──────── Source extract
We all have a neighbor like Allen Redmon.Instead of working to avoid a revenant run-in come Halloween night, these sinister enthusiasts transform their little slice of the col-de-sac into a cemetery, an evil carnival or some other ghastly scene for the sole purpose of attracting hordes zombies, ghouls and other precarious creatures.
“We are those people that decorate their yard. And the neighbors are like, ‘oh God, here they go again,’” says the Medina native, who serves as webmaster and haunted attraction liaison for the Cleveland Haunt Club.
Behind the cobwebs, these spooktacular displays are often part of a dedicated community of horrifically creative Clevelanders.
The Cleveland Haunt Club, a nonprofit started in 2015, is a group for Halloween and horror lovers alike to network, share photos of displays and learn decorating tips from each other. The club has drawn more than 3,000 members on Facebook — some from as far as Michigan and Pennsylvania. The most hardcore members get together about once a month to discuss the business of haunting and host educational sessions.
Recent lesson have included tips on how to build an animatronic crank ghost, how to create fog and how to use lighting controllers.
“We’ll teach simple things as far as taking a heat gun and using a milk jug to create a skull,” Redmon says. “But we’ll get more advanced. I even taught a class on computerized animations, which is my specialty.”
As Halloween lurks nearer, more display skeletons, witches and ghosts are resurrected from attics and basements and propped up on October streets. Many members spend the nights and weekends leading up to the holiday traveling across Northeast Ohio to check out fellow members’ displays. A look at the Haunt Map 2020, the club’s online resource for finding DIY haunted houses, reveals more than 120 spooky sites — often stamped with an official Cleveland Haunt Club sign — across Northeast Ohio.
Most houses have a theme. Ghastly cemeteries, sinister clowns, kid-friendly blow-ups, and even a Jurassic Park-themed display punctuate Halloween night with startled shrieks and relieved laughs.
“Some of the members really push the boundaries,” says Redmon. “Our members include everyone from yard displays to home haunts, which you can walk through, to commercial haunts.”
────────────────
──────── Dataset extract
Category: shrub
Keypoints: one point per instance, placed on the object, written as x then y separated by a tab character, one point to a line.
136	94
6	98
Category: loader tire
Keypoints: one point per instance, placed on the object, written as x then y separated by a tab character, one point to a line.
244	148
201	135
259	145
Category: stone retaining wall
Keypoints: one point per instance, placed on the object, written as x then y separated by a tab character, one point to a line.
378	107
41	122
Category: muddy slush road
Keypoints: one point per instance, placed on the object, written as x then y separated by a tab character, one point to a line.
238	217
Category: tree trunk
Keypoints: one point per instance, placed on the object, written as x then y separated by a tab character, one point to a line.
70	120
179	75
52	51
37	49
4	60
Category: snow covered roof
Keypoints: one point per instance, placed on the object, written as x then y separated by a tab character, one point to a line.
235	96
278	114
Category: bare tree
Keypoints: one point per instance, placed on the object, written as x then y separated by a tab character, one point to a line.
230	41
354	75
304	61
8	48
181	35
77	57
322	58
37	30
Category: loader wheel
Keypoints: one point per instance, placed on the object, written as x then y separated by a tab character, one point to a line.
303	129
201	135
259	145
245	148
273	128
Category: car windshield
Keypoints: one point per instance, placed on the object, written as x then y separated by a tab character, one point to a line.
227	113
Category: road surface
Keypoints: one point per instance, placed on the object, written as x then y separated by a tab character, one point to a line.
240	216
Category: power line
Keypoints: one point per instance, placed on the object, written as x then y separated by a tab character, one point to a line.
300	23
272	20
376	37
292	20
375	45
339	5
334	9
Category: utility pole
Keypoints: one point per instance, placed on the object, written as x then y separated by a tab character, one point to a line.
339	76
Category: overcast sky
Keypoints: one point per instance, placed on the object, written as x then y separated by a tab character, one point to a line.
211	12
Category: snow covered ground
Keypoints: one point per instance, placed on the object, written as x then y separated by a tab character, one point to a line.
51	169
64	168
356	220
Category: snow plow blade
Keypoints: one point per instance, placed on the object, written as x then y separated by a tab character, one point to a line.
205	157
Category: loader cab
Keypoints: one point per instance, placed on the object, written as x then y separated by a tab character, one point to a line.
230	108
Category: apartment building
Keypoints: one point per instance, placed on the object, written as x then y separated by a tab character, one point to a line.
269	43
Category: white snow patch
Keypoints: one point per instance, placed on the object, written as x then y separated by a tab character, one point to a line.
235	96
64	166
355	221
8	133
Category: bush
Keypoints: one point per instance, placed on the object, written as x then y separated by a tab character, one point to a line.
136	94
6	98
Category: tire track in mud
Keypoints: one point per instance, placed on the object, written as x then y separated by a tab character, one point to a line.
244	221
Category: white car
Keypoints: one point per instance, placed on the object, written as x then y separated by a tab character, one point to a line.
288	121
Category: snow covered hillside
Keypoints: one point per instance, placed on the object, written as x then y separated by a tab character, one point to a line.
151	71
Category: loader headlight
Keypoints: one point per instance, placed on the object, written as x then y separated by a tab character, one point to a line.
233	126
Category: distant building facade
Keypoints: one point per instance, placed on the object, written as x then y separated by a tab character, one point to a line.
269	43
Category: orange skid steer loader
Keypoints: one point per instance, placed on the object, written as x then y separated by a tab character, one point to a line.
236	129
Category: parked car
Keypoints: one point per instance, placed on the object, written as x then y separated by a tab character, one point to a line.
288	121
────────────────
▸ Exercise set
1. Please write out the part of the Cleveland Haunt Club article that begins at the words "We all have" and stops after "Cleveland Haunt Club.".
2. Decide whether each statement agrees with the Cleveland Haunt Club article, and support each yes or no with the deciding words quoted from it. (a) The club was founded as a nonprofit in 2015. (b) The Haunt Map 2020 shows fewer than 100 sites. (c) Redmon's specialty is making fog.
3. Carry on the Cleveland Haunt Club article from its final sentence.

▸ Exercise responses
1.
We all have a neighbor like Allen Redmon.Instead of working to avoid a revenant run-in come Halloween night, these sinister enthusiasts transform their little slice of the col-de-sac into a cemetery, an evil carnival or some other ghastly scene for the sole purpose of attracting hordes zombies, ghouls and other precarious creatures.
“We are those people that decorate their yard. And the neighbors are like, ‘oh God, here they go again,’” says the Medina native, who serves as webmaster and haunted attraction liaison for the Cleveland Haunt Club.

2.
(a) Yes: "The Cleveland Haunt Club, a nonprofit started in 2015"
(b) No: "reveals more than 120 spooky sites"
(c) No: "I even taught a class on computerized animations, which is my specialty."

3.
In 2020, a truly horrific year, gathering has meant virtual meetings and DIY prop building. But despite COVID-19, The Cleveland Haunt Club has been able to continue the haunt. In August, for example, the group held its annual Haunted Garage Sale at Cahoon Park in Bay Village to raise money for the group and bring some spookiness to the community. Typically, the group hosts a bake sale, but this year, with guidance the local health department, participating members of the group instead donated spooky items and more to sell in the garage sale. Donations and year membership fees cover the cost of the website, insurance, the annual nonprofit dues and more.
Plans are already being made for next year’s sale, and the club is eager to expand their events to cover more of Cleveland and the surrounding areas.
“We don’t do this to make money,” Redmon says. “We’re doing this because we love Halloween and horror, and we want to help people get into the love of what we do. People set these [displays] up, and they just want others to enjoy them.”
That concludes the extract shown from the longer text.